**PROMPT**
The output should contain the listing word for word and no pictures.

************

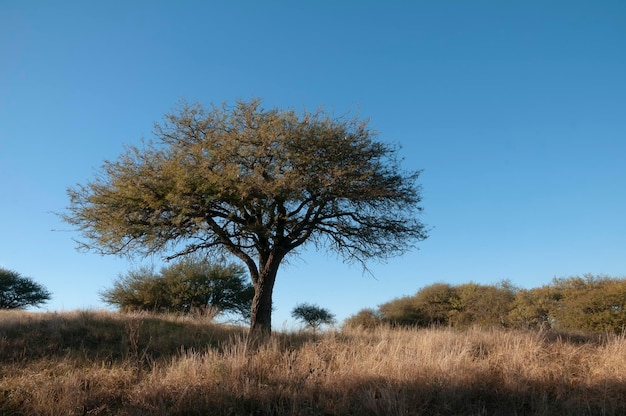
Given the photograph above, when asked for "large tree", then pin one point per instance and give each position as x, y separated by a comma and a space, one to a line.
255, 183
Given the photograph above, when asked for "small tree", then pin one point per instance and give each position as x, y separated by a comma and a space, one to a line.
313, 315
188, 284
367, 318
19, 292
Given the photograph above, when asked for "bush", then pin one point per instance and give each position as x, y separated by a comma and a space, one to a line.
483, 305
313, 315
190, 284
590, 303
364, 319
19, 292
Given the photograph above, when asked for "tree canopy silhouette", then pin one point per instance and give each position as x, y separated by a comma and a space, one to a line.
255, 183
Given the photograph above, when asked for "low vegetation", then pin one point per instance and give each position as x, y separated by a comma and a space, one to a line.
593, 304
104, 363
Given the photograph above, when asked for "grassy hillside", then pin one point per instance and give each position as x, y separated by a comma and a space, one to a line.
101, 363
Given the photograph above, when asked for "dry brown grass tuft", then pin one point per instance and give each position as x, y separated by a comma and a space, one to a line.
148, 365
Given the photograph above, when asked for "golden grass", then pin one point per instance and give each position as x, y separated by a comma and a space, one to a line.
102, 363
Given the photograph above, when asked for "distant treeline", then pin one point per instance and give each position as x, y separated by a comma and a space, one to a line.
588, 303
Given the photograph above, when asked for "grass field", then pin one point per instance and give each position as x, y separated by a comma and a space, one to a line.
103, 363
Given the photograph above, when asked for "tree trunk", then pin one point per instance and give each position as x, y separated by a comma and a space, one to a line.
261, 313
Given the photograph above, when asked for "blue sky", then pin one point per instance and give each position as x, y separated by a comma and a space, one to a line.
516, 111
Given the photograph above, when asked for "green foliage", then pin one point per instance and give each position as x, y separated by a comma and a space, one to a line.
254, 183
19, 292
532, 308
590, 303
401, 311
188, 284
482, 305
312, 315
366, 319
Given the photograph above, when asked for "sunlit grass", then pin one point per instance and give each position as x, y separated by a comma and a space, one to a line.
104, 363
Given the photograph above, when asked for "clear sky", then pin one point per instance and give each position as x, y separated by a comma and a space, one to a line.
516, 111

************

**YOUR RESPONSE**
Given the photograph above, when asked for "large tree", then pin one point per instance and give each position as x, y separated by a comma and a space, one to a line.
255, 183
Given the photograph above, when asked for "small tree", then pin one point per instance and give each position as x, y separated by a comma and a space, one to a line.
313, 315
188, 284
367, 318
19, 292
Given the photograph above, when asked for "bush", then pin one point per instance and give each position as x, y separated by a comma and a space, one to a line.
483, 305
313, 315
190, 284
590, 303
364, 319
19, 292
Given the photograph above, when asked for "tree canopy silhouette", then pin one point per instance and give each position as x, y separated by a comma and a space, one to a line.
255, 183
Given the photograph above, when asked for "low vegetation", then pin one point per instance and give each position as x, y separated by a comma and a space, one to a line.
593, 304
104, 363
Given the photograph above, when asked for "grassy hillside", then pin one point per instance and give each position as x, y separated by a comma and a space, one to a line.
101, 363
Given the photograph above, when asked for "dry brown grass tuft", then pin one point per instance and give each position as x, y separated by a comma and a space, one to a line.
148, 365
Given the photograph above, when asked for "golden grass", then pin one point per instance and give each position as x, y separated by a comma and a space, one to a line.
102, 363
Given the photograph above, when asked for "distant treeline", then pin one point per instance and give each position as x, y separated by a comma and a space, one to a line.
588, 303
Given the photograph above, when asked for "grass field", then pin one point per instance and give each position as x, y separated by a comma and a space, one to a line.
103, 363
Given the photograph above, when asked for "tree trunk", then pin one point per instance and give each position as x, y separated by a comma and a space, one to a line.
261, 313
Given the photograph above, when asked for "blue sky", then pin one point per instance and give each position as x, y separated by a comma and a space, one to a line.
516, 111
Given the photograph above, when asked for "green foliage", then pin one point per instance and give each position as x, y separated by a comma and a space, one to a line.
254, 183
19, 292
532, 308
590, 303
401, 311
188, 284
482, 305
312, 315
366, 319
Given the photograph above, when asked for "sunlit grass", then pin one point per instance and give each position as x, y separated by a comma and a space, one to a line.
104, 363
Given the photograph above, when asked for "clear sky", then pin one point per instance and give each position as x, y separated by a comma and a space, one to a line.
516, 111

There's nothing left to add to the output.